• WORK ITEM: Below are records; copy every line among them that contains the word "hair".

----

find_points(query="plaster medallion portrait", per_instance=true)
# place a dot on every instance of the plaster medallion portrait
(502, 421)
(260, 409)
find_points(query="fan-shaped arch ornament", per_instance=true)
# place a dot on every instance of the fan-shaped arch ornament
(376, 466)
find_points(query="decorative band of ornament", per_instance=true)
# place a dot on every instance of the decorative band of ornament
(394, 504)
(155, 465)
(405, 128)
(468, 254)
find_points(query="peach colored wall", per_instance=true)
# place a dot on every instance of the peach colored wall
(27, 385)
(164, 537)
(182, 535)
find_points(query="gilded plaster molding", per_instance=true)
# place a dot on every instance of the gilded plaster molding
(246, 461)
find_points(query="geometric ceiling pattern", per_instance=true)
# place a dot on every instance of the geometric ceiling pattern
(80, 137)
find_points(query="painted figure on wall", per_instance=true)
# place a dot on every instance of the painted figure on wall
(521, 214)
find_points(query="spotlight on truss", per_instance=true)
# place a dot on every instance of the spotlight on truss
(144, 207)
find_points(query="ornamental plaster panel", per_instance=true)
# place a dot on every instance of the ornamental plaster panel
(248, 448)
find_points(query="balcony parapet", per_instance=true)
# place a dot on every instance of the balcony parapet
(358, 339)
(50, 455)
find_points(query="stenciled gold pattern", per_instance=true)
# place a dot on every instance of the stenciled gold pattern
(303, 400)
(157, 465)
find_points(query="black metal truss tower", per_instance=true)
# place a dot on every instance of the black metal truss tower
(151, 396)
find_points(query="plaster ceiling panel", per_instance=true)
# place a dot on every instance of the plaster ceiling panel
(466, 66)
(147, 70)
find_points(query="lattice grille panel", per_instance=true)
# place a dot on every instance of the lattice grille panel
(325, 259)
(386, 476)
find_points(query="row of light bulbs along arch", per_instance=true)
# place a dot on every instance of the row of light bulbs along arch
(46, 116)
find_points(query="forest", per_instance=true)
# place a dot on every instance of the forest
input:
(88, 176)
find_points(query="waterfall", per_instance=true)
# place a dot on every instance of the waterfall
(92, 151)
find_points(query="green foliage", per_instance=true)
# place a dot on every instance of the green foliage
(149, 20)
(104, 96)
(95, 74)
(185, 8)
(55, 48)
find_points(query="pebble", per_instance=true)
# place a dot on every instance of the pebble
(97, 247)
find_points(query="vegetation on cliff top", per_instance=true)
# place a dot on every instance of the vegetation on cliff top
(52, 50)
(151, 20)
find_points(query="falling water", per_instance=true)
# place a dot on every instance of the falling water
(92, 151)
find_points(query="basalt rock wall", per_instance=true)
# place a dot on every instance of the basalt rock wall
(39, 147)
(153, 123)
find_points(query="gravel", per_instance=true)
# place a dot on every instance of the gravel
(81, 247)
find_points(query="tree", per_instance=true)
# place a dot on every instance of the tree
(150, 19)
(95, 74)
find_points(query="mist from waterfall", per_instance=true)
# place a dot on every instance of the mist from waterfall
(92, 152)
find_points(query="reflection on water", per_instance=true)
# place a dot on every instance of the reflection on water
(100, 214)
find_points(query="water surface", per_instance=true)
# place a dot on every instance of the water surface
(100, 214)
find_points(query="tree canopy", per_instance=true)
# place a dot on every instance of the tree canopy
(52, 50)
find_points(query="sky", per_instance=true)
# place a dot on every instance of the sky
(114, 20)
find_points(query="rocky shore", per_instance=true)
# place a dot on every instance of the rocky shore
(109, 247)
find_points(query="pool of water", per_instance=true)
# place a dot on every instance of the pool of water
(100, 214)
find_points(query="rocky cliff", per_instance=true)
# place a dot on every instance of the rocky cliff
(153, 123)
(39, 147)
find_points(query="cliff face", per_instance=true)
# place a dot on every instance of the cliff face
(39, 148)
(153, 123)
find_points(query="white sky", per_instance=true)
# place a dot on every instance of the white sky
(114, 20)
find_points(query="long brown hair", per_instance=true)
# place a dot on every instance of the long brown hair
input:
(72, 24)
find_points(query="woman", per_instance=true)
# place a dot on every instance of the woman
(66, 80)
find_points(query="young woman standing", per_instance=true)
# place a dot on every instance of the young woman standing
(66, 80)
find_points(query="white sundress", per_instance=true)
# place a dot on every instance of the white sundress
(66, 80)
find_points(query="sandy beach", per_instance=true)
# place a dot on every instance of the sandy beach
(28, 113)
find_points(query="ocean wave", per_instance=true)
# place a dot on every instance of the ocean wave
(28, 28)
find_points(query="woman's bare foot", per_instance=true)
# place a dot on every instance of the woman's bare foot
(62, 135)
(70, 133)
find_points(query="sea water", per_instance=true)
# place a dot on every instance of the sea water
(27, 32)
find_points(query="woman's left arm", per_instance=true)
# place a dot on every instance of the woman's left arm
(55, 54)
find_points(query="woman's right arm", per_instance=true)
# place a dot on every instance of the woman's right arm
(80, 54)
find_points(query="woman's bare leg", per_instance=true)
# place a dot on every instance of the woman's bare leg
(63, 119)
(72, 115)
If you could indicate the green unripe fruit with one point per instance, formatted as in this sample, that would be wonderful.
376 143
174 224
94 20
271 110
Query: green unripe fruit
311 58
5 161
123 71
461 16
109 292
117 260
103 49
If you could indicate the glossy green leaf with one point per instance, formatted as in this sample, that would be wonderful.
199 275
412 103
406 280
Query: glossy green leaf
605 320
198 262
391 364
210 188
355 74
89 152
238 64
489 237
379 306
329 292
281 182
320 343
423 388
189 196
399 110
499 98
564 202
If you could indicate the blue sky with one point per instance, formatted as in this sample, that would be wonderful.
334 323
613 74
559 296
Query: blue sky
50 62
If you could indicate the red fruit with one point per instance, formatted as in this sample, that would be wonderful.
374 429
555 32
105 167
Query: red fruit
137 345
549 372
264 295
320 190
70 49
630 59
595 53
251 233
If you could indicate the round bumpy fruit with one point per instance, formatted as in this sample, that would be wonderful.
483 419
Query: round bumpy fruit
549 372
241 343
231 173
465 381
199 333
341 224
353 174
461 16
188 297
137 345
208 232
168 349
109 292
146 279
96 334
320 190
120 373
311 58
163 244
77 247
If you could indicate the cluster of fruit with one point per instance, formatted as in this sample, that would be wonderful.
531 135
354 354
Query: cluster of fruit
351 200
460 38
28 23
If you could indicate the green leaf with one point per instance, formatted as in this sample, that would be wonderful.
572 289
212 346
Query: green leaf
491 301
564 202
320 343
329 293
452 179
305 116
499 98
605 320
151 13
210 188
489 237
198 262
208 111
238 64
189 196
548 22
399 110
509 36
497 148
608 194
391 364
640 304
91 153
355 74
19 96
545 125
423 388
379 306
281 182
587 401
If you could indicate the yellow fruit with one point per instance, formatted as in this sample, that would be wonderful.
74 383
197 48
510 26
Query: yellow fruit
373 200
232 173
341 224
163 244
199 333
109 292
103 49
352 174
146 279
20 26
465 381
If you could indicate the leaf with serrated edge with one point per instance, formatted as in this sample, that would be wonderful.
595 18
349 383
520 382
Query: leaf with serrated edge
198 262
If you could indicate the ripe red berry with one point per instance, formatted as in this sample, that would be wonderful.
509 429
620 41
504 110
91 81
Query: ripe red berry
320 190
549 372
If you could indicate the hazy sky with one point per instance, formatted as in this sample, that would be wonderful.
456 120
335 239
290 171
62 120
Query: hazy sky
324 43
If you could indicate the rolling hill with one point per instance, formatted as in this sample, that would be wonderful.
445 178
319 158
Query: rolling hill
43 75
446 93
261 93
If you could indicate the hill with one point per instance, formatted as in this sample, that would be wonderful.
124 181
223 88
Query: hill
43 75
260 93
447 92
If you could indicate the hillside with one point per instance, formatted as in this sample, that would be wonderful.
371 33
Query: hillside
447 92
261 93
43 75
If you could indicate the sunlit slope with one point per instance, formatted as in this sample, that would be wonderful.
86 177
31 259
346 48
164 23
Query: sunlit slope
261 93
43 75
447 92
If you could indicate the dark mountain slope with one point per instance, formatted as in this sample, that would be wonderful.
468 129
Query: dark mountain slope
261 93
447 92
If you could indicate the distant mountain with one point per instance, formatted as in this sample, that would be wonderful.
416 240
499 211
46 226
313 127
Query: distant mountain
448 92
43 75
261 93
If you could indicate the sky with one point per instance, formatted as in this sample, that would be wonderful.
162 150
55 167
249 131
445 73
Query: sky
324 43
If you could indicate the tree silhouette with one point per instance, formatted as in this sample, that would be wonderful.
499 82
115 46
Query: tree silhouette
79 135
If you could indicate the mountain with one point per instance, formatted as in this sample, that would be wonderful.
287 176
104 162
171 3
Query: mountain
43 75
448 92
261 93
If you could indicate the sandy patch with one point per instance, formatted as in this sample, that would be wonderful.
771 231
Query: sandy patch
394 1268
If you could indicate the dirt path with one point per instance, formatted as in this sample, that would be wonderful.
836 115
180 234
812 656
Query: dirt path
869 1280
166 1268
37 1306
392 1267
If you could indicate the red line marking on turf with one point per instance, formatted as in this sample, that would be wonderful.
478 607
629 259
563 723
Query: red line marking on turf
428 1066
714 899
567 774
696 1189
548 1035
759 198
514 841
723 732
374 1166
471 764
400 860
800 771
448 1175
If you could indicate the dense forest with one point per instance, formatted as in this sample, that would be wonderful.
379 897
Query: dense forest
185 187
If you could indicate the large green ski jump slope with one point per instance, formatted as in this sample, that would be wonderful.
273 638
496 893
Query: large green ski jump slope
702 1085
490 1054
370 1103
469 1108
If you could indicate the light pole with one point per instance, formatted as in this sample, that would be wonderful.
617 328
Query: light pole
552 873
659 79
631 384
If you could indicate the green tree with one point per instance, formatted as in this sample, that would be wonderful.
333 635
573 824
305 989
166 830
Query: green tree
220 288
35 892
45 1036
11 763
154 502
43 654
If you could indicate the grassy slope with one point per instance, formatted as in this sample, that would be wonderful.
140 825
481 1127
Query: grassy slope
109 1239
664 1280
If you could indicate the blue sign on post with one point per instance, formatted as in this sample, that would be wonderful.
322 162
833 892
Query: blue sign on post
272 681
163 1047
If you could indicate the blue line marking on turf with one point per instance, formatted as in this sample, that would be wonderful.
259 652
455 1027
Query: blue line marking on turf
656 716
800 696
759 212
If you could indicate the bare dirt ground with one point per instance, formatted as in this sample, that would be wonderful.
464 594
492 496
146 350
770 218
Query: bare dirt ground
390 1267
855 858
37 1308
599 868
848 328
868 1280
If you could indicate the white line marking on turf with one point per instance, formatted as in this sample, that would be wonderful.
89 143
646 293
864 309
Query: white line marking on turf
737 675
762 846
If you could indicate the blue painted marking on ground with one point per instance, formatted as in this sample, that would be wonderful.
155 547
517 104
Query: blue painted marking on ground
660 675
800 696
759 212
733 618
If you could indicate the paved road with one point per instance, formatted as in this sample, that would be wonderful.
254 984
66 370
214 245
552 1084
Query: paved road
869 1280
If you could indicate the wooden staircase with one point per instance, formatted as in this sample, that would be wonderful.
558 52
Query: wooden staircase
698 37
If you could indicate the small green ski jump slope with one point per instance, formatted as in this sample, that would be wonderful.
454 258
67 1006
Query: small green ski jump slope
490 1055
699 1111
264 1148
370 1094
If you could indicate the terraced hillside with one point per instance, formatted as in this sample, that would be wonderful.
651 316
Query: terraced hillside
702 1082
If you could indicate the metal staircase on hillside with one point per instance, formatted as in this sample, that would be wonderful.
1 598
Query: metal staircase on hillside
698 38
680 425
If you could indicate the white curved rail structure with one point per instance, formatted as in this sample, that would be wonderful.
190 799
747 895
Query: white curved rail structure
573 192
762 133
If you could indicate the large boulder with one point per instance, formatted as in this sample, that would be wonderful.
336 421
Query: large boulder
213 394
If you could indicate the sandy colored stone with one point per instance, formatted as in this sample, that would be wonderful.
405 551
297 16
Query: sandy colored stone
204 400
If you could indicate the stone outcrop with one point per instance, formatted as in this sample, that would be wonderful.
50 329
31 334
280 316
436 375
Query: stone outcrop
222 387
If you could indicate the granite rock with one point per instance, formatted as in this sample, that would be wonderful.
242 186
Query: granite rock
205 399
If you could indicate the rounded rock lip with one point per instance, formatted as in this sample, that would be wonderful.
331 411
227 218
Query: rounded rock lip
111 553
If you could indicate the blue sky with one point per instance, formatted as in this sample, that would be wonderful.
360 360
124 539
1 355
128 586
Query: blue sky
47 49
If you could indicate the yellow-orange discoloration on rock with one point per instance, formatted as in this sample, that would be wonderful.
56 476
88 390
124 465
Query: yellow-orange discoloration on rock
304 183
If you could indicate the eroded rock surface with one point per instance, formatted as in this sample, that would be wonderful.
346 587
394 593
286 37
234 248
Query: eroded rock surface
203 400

----

• ANSWER SECTION:
find_points(query="long brown hair", per_instance=true)
# place a dot on every instance of the long brown hair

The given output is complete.